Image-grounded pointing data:
*** Begin section ***
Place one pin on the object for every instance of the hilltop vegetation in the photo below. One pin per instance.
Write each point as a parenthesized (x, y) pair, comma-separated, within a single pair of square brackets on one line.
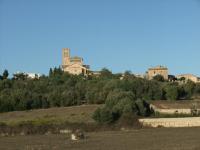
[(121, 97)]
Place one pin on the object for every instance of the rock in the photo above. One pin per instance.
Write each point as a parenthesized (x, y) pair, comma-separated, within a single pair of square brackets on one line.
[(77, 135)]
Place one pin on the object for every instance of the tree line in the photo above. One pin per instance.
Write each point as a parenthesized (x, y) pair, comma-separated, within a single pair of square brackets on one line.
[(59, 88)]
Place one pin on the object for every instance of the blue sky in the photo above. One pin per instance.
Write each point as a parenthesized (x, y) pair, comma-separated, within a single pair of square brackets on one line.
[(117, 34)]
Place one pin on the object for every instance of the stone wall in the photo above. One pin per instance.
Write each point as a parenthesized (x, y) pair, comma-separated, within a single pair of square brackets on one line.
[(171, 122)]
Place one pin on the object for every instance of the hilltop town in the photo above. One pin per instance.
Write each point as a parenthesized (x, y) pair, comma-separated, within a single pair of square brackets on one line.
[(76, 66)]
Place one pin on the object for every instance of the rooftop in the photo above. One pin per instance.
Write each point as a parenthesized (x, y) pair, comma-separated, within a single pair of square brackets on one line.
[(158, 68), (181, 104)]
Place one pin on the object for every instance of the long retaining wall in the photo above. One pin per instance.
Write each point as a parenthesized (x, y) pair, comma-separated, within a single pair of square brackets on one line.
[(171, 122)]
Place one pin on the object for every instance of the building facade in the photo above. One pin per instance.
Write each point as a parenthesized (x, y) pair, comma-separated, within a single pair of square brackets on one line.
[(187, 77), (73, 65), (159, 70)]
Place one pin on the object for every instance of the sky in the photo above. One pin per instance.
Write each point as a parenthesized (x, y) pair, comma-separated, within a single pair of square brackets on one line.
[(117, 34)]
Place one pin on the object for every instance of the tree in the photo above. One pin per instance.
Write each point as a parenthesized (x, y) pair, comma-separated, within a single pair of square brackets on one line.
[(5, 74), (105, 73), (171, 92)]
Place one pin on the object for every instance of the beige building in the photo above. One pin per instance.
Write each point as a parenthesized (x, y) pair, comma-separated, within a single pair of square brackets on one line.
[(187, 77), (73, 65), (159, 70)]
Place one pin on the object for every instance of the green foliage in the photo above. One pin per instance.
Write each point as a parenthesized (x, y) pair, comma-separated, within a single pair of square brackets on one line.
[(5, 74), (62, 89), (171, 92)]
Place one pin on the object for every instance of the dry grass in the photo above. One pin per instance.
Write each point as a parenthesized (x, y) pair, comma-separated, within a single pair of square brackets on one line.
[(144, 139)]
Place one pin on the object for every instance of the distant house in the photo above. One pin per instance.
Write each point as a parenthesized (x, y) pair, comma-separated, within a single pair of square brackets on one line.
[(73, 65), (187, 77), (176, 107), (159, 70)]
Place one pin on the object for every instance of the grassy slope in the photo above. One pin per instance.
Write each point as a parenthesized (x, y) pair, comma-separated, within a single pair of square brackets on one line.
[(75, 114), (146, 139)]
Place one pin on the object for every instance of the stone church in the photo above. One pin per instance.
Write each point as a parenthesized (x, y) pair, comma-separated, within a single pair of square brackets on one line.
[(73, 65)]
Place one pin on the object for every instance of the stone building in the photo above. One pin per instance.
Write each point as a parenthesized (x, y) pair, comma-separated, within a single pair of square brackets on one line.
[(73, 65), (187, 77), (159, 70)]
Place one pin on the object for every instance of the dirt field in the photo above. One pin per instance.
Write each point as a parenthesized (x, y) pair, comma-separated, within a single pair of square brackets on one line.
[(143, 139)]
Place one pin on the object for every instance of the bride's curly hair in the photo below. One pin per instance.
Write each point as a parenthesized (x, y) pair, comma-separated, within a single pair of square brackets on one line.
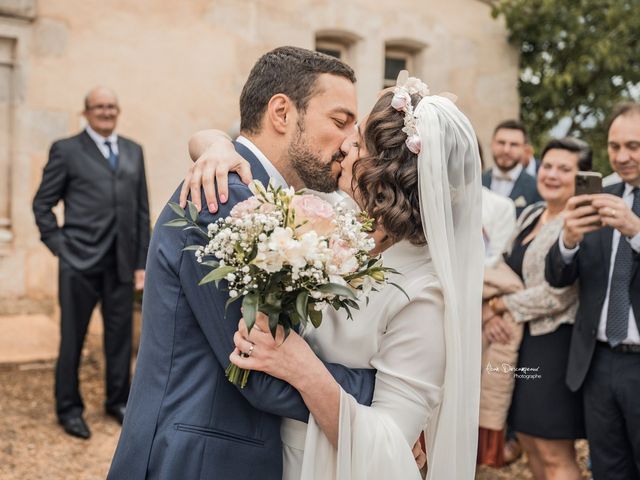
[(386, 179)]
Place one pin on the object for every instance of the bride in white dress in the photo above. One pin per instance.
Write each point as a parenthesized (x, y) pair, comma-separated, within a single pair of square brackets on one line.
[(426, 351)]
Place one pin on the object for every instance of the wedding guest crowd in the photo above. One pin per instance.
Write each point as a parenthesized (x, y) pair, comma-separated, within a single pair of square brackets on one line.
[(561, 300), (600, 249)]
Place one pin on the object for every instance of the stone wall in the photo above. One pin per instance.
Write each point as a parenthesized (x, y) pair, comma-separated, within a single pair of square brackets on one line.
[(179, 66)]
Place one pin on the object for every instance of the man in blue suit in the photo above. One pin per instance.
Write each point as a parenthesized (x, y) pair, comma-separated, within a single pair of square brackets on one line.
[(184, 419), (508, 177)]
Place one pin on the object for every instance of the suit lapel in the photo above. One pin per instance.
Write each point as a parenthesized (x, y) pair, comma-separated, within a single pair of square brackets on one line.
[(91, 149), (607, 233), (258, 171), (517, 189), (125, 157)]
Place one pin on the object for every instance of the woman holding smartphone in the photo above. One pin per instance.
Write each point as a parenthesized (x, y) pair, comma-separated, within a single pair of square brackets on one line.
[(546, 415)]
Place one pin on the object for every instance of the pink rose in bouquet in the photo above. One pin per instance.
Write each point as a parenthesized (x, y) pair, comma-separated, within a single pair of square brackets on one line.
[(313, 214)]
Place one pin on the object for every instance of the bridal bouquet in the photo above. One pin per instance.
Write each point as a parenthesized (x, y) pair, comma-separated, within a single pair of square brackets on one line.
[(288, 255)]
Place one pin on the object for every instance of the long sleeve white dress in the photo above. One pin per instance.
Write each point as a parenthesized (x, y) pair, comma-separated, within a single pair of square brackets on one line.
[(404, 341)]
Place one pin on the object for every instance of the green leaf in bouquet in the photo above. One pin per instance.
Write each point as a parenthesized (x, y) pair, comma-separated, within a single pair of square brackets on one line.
*** End section ***
Looking over the entries above, how many lines contain the string "bride"? State the number and nothing else.

2